* [THE REQUEST]
Copy every one of the entries below verbatim, keeping each line as it appears.

Pointing dataset entries:
----------
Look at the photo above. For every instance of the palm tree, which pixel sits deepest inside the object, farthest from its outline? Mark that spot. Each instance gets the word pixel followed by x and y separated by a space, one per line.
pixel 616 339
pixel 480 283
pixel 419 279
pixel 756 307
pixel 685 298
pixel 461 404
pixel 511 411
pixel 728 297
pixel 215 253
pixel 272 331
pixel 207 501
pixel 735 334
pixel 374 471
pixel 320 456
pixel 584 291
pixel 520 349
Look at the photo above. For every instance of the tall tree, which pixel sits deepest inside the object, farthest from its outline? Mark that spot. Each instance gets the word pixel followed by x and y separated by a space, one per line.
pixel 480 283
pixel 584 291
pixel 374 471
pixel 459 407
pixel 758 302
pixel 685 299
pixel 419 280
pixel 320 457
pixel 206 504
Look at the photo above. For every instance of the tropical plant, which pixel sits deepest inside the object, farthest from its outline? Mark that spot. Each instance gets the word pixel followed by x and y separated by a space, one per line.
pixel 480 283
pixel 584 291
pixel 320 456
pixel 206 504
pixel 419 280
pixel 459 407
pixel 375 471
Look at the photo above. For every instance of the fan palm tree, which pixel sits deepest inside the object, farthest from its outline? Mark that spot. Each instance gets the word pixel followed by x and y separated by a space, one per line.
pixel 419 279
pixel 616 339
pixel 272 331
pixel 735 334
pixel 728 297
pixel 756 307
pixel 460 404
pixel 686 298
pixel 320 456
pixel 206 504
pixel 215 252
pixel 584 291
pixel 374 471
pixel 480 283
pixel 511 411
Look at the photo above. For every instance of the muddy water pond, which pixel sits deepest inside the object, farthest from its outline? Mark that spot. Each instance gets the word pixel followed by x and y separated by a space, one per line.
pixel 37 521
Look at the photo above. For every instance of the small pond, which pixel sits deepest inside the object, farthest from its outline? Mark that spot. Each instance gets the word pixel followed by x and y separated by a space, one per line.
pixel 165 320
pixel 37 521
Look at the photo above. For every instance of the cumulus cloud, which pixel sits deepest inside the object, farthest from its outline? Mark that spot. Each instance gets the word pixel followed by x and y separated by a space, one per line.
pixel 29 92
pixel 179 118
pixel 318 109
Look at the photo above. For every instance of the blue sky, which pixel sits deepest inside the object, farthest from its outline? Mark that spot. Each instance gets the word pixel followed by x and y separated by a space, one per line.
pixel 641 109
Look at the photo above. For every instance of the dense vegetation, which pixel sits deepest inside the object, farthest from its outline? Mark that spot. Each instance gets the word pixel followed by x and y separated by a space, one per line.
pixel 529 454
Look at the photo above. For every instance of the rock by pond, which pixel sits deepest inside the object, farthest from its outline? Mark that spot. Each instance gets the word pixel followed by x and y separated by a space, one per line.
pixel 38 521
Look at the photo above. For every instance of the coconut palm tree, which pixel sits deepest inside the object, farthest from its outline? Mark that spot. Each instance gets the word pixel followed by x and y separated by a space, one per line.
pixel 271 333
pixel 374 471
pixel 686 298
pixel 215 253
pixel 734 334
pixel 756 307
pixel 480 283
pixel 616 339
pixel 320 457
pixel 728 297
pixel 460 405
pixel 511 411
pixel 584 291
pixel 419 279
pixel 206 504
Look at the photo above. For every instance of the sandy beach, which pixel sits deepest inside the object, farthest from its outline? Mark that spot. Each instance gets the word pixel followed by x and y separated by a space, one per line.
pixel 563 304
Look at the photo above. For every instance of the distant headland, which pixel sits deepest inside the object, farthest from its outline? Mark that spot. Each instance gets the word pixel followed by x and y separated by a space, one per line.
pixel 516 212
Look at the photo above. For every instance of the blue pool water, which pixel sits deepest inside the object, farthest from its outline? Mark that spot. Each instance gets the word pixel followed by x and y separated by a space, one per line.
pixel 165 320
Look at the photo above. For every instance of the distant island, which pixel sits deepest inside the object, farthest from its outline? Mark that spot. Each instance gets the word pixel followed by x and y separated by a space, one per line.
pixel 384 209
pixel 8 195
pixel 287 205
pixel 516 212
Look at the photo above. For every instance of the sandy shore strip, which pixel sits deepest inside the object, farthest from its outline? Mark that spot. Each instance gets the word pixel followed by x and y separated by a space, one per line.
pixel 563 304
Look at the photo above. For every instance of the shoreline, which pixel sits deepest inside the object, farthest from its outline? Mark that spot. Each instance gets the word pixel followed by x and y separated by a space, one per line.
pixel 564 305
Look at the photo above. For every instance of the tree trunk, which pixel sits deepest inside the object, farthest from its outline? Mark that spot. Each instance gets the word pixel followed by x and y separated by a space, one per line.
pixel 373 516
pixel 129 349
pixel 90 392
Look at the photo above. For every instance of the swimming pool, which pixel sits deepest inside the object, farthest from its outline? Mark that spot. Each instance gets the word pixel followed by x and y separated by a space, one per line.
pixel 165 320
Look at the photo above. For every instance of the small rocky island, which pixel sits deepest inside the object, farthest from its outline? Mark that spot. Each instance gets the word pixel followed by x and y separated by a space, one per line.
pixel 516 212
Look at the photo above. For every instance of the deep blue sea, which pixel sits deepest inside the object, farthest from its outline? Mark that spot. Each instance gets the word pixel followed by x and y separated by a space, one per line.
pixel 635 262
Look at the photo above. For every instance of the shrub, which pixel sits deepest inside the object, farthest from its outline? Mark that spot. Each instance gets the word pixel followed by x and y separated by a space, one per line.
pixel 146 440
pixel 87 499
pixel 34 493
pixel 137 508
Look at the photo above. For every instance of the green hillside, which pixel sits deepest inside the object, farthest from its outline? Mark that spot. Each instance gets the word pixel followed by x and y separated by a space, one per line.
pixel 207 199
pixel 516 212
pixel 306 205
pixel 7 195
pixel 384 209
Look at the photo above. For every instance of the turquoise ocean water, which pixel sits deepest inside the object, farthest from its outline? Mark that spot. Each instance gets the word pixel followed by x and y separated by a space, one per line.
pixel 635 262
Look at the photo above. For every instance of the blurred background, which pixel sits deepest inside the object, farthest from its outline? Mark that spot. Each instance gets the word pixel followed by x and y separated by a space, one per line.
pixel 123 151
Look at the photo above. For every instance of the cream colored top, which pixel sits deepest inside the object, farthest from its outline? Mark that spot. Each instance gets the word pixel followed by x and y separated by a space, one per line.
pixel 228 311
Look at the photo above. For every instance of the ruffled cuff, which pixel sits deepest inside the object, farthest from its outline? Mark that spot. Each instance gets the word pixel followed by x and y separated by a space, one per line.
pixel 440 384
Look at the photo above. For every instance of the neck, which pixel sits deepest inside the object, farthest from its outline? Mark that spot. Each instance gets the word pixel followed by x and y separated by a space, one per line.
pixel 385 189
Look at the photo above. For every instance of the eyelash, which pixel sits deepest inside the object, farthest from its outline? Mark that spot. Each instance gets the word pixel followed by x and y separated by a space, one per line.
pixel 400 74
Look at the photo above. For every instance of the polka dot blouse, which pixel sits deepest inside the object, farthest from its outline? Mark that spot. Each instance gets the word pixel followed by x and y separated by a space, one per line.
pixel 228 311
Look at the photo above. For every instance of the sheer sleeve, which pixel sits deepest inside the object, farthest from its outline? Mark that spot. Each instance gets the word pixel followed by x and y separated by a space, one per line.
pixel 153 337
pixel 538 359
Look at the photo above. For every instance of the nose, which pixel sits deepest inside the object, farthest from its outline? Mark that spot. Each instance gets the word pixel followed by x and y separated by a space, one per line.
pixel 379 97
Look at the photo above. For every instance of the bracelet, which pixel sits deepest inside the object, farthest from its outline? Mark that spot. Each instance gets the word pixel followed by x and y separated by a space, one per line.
----------
* [THE RESULT]
Look at the photo above. For every instance of the palm tree, which pixel sits deepest inside the object, farthest from its outline? Mark that spot. Each instance gets the word pixel followed by x and y separated by a space, one per line.
pixel 616 339
pixel 480 283
pixel 419 279
pixel 756 307
pixel 685 298
pixel 461 404
pixel 511 411
pixel 728 297
pixel 215 253
pixel 272 331
pixel 207 501
pixel 735 334
pixel 374 471
pixel 320 456
pixel 584 291
pixel 520 349
Look at the photo above. For every instance of the tall tree, which pixel sits deepest inside the object, farthest from its outline? Mark that spot. Each instance gets the word pixel followed by x and y separated by a space, one per line.
pixel 480 283
pixel 584 291
pixel 374 471
pixel 459 407
pixel 758 302
pixel 685 299
pixel 419 280
pixel 320 457
pixel 206 504
Look at the photo above. For every instance of the tropical plant, which pixel sits deepest inside the object, farthest from its outline? Mark that spot. Each instance gets the word pixel followed by x and y separated by a space, one per line.
pixel 480 283
pixel 584 291
pixel 320 456
pixel 206 504
pixel 419 280
pixel 459 407
pixel 375 471
Look at the photo above. For every instance of the fan palm tree, which pixel sits deepest inside the object, farthest from its outline? Mark that spot. Each instance gets the word pixel followed by x and y separated by a space, one per line.
pixel 419 279
pixel 616 339
pixel 272 331
pixel 735 334
pixel 728 297
pixel 756 307
pixel 460 404
pixel 686 298
pixel 320 456
pixel 206 504
pixel 215 252
pixel 584 291
pixel 374 471
pixel 480 283
pixel 511 411
Look at the photo above. For every instance of the muddy water pond, which pixel sits deepest inside the object, farthest from its outline? Mark that spot. Each instance gets the word pixel followed by x and y separated by a space, one per line.
pixel 37 521
Look at the photo above. For every instance of the small pond, which pixel sits deepest inside the object, farthest from its outline? Mark that spot. Each instance gets the word pixel followed by x and y separated by a space, one per line.
pixel 165 320
pixel 37 521
Look at the photo above. For every instance of the cumulus cloud, which pixel sits deepest inside the object, farthest from its outline? Mark that spot. Each instance gets the word pixel followed by x and y separated by a space, one per line.
pixel 29 92
pixel 179 118
pixel 318 109
Look at the photo above. For every instance of the blue sky, which pixel sits deepest inside the object, farthest from its outline? Mark that spot. Each instance gets the word pixel followed by x and y separated by a space, one per line.
pixel 641 109
Look at the photo above. For every instance of the dense vegetation, which pixel sits deepest inside the object, farthest from its outline? Mark that spot. Each instance gets the word pixel followed by x and y separated by a space, one per line.
pixel 529 454
Look at the photo above. For every instance of the rock by pond, which pixel sits deepest inside the object, farthest from its outline? Mark that spot. Each instance gets the word pixel followed by x and y separated by a space, one per line.
pixel 38 521
Look at the photo above. For every instance of the coconut palm tree, which pixel sits deepest inside the object, farthest from its outline? Mark that spot. Each instance gets the word pixel followed by x and y separated by a space, one per line.
pixel 271 333
pixel 374 471
pixel 686 298
pixel 215 253
pixel 734 334
pixel 756 307
pixel 480 283
pixel 616 339
pixel 320 457
pixel 728 297
pixel 460 405
pixel 511 411
pixel 584 291
pixel 419 279
pixel 206 504
Look at the photo above. For every instance of the sandy beach, which pixel sits deepest inside the object, farthest from its outline? Mark that spot. Each instance gets the word pixel followed by x and y separated by a space, one per line.
pixel 563 304
Look at the photo above. For every instance of the distant headland, which pixel sits deepest inside the object, farthest from its outline? Mark that spot. Each instance gets the word pixel followed by x and y separated by a space, one per line.
pixel 516 212
Look at the photo above. For every instance of the blue pool water, which pixel sits deepest inside the object, farthest from its outline? Mark that spot. Each instance gets the word pixel followed by x and y separated by a space, one per line.
pixel 165 320
Look at the photo above. For every instance of the distant island, which pixel sits deepest inside the object, farthest from its outline? Mark that spot. Each instance gets the word pixel followed by x and y separated by a space, one per line.
pixel 384 209
pixel 8 195
pixel 287 205
pixel 516 212
Look at the photo above. For every instance of the sandy shore strip, which pixel sits deepest inside the object, farthest from its outline? Mark that spot. Each instance gets the word pixel followed by x and y separated by a space, one per line.
pixel 563 304
Look at the photo above. For every instance of the shoreline, which pixel sits deepest inside the object, farthest from its outline? Mark that spot. Each instance gets the word pixel followed by x and y separated by a space, one per line.
pixel 564 305
Look at the photo above. For every instance of the tree trunk, which pixel sits deepest inside the object, farthest from its outline? Mark that spot. Each instance gets the word pixel followed by x and y separated by a space, one per line.
pixel 373 516
pixel 129 349
pixel 90 392
Look at the photo above. For every instance of the swimming pool, which pixel sits deepest inside the object, farthest from its outline? Mark that spot. Each instance gets the word pixel followed by x and y separated by a space, one per line.
pixel 165 320
Look at the photo above. For every instance of the small rocky island, which pixel sits deepest inside the object, farthest from its outline? Mark that spot. Each instance gets the word pixel followed by x and y separated by a space, one per line.
pixel 516 212
Look at the photo above. For every instance of the deep blue sea, which pixel sits deepest inside the object, farthest from its outline? Mark that spot. Each instance gets the word pixel followed by x and y separated by a space, one per line.
pixel 635 262
Look at the photo above. For every instance of the shrub, which pixel sits deepest inside the object, farthest from its outline? Mark that spot. Each instance gets the word pixel followed by x and y separated by a space, one per line.
pixel 146 440
pixel 87 499
pixel 34 493
pixel 137 508
Look at the photo above. For every instance of the green hillside, which pixel sits deepest inside the object, farthest from its outline? Mark that spot. Each instance gets the word pixel followed by x and y separated by a space, one per line.
pixel 207 199
pixel 516 212
pixel 306 205
pixel 7 195
pixel 384 209
Look at the photo above. For every instance of the turquoise ocean water, which pixel sits deepest inside the object, farthest from its outline? Mark that spot. Each instance gets the word pixel followed by x and y separated by a space, one per line.
pixel 635 262
Look at the photo above. For every instance of the blurred background, which pixel sits deepest inside the object, farthest from its outline? Mark that spot. Each instance gets the word pixel followed by x and y separated by a space, one per line.
pixel 123 151
Look at the photo above. For every instance of the cream colored top, which pixel sits deepest inside the object, farthest from its outline? Mark that spot. Each instance gets the word pixel followed by x and y separated by a space, one per line.
pixel 228 311
Look at the photo above. For every instance of the ruffled cuff, which pixel sits deepest inside the object, farthest from its outline? Mark that spot. Each instance gets the word pixel followed by x and y separated by a space, one per line.
pixel 440 384
Look at the photo above. For every instance of the neck, which pixel sits deepest inside the object, farthest from its outline? Mark that spot. Each instance gets the word pixel followed by x and y separated by a space, one per line.
pixel 385 189
Look at the photo above. For every instance of the eyelash, which pixel sits deepest inside the object, farthest from its outline? Mark that spot. Each instance gets the word pixel followed by x and y separated by a space, one per line.
pixel 400 74
Look at the photo above. For every instance of the polka dot blouse, which pixel sits deepest inside the object, farthest from its outline? Mark that spot. Each instance gets the word pixel followed by x and y separated by a space, one per line.
pixel 228 311
Look at the photo above. For every instance of the sheer sleeve, which pixel sits deepest inside the object, farthest from its outline? Mark that spot. Each instance gets the word pixel followed by x and y separated by a space, one per line.
pixel 153 337
pixel 538 359
Look at the photo above. For every instance of the nose, which pixel sits deepest inside the object, farthest from its outline? Mark that spot. Each instance gets the word pixel followed by x and y separated by a space, one per line.
pixel 379 97
Look at the photo above. For every instance of the bracelet, which pixel sits deepest inside the object, farthest from its outline? Mark that spot. Each instance gets the word pixel followed by x and y separated by a space, one per line.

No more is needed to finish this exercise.